(Natural language region descriptions)

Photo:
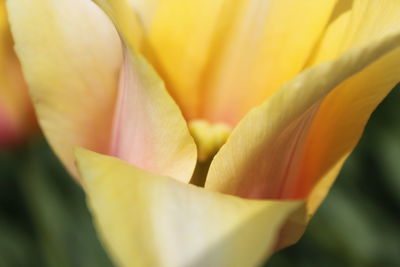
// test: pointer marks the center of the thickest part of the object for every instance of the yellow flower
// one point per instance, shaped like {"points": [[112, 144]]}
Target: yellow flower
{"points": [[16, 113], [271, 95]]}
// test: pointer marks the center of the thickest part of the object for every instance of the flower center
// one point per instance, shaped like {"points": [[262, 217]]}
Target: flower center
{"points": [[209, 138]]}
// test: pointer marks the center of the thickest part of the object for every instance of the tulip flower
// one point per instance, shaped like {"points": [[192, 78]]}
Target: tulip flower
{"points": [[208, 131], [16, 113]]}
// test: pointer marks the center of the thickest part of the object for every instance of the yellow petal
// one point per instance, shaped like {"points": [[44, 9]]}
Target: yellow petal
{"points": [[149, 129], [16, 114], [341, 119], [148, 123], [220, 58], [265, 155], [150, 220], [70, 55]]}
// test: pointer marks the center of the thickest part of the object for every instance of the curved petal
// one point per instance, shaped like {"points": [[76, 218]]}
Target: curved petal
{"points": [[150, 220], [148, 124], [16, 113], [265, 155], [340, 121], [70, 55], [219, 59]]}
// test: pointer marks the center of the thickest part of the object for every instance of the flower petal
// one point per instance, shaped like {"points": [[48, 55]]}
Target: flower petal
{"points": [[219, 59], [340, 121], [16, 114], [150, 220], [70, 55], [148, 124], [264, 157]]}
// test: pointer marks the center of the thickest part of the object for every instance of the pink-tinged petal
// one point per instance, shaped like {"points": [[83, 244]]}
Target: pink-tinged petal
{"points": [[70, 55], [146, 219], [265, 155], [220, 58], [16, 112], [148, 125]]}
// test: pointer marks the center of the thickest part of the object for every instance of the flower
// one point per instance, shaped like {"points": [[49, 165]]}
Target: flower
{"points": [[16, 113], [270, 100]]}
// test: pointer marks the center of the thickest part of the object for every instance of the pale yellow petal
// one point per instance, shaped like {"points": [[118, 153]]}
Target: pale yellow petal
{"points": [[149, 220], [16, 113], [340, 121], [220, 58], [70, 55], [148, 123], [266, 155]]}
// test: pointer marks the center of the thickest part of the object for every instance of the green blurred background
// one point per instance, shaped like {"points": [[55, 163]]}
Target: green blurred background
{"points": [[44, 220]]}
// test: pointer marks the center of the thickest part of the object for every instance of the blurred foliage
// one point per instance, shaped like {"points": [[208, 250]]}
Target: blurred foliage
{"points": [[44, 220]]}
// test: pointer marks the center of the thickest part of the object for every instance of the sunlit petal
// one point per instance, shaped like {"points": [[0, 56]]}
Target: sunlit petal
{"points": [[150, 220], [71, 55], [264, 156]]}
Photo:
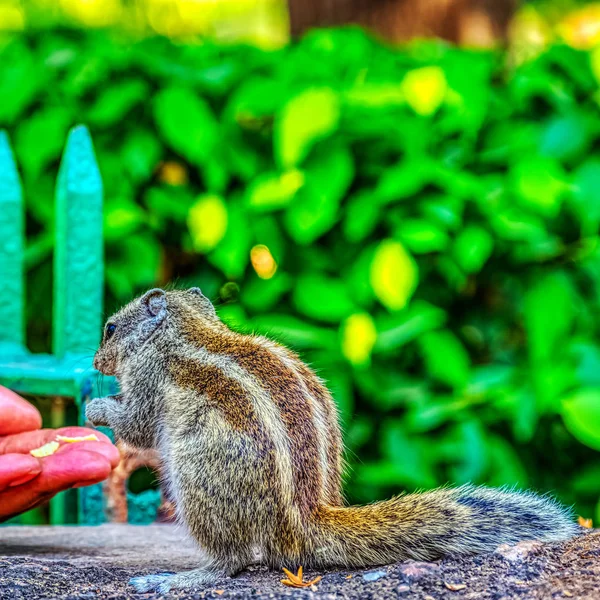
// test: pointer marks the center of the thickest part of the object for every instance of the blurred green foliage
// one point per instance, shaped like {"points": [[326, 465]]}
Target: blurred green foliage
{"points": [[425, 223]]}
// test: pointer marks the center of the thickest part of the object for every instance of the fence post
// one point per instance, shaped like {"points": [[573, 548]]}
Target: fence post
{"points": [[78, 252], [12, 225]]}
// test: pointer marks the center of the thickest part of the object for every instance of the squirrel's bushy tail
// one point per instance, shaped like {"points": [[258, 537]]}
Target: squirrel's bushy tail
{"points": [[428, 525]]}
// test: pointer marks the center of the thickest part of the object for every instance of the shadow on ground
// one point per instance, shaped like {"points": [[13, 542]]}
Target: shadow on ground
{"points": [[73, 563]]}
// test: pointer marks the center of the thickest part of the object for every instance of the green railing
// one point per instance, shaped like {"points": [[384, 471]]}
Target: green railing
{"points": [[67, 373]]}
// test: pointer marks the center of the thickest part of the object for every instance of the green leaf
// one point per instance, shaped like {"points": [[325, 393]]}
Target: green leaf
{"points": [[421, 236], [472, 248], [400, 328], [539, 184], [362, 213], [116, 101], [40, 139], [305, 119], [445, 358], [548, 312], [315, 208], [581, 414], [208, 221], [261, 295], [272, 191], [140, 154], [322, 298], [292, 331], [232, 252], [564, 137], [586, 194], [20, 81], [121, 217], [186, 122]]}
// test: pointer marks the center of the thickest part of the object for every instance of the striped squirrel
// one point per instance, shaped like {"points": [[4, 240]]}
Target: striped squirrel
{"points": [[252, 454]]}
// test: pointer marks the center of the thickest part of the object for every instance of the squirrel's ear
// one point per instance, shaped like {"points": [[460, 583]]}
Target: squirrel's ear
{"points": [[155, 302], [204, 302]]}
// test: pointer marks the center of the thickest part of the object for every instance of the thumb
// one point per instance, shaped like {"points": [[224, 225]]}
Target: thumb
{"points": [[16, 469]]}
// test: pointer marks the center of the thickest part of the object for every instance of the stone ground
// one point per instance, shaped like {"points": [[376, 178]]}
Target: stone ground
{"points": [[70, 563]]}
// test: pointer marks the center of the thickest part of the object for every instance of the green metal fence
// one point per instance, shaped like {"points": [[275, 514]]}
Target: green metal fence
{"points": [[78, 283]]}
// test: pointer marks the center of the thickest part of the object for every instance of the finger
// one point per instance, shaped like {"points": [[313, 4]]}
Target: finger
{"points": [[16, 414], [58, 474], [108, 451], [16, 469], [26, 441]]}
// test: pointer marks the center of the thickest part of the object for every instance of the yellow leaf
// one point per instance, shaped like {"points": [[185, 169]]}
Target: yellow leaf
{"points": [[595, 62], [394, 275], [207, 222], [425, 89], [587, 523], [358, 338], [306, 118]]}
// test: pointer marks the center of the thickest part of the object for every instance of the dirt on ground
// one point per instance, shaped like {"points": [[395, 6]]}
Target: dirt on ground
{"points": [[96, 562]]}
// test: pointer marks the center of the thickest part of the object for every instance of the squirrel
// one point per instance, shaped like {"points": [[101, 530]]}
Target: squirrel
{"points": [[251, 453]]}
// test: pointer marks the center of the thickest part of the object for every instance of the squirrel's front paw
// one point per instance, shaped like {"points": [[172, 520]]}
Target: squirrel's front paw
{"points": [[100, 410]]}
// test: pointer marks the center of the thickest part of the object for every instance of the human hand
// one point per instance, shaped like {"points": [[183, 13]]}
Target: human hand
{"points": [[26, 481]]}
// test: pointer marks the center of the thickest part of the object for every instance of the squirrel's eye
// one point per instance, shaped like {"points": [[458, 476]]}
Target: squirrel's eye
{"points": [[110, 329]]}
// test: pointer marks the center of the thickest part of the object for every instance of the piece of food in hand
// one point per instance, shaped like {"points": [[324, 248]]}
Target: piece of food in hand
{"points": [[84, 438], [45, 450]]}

• _HOW TO COMPLETE THIS TASK_
Transcribe each line of the data above, unaltered, from the one where "Target: tulip flower" appears to the one where "the pale yellow petal" appears, inclusive of both.

• _YOUR RESPONSE_
Target: tulip flower
{"points": [[208, 131], [16, 113]]}
// test: pointer marks the center of the thickest part of the object for every instance of the yellow petal
// one point per instance, shaped like {"points": [[44, 9]]}
Target: yellow petal
{"points": [[149, 129], [16, 114], [341, 119], [148, 123], [220, 58], [265, 155], [150, 220], [70, 55]]}
// test: pointer marks the center of the thickest part of the object for every instance of the curved petal
// one point per instance, shaped like {"points": [[76, 218]]}
Target: curved petal
{"points": [[150, 220], [148, 124], [16, 113], [265, 155], [340, 121], [70, 55], [219, 59]]}
// test: pointer marks the center of the thickest part of the object for every instance of the flower petal
// one point per instance, shaped like {"points": [[48, 55]]}
Target: flower petal
{"points": [[219, 59], [340, 121], [16, 114], [150, 220], [70, 55], [148, 124], [264, 157]]}
// test: pointer marks the center of the thickest part of the object for every instance of the pink-tinged petal
// one point per instance, shaped like {"points": [[83, 244]]}
Target: pink-tinged petal
{"points": [[70, 55], [146, 219], [265, 155], [220, 58], [16, 112], [148, 125]]}
// test: pointer marks the center of the thickest part of the object for every instance of the flower
// one point per instance, shaped like {"points": [[49, 165]]}
Target: flower
{"points": [[16, 113], [270, 100]]}
// test: pointer marks the center of the thickest part of the object for every instance of the pale yellow petal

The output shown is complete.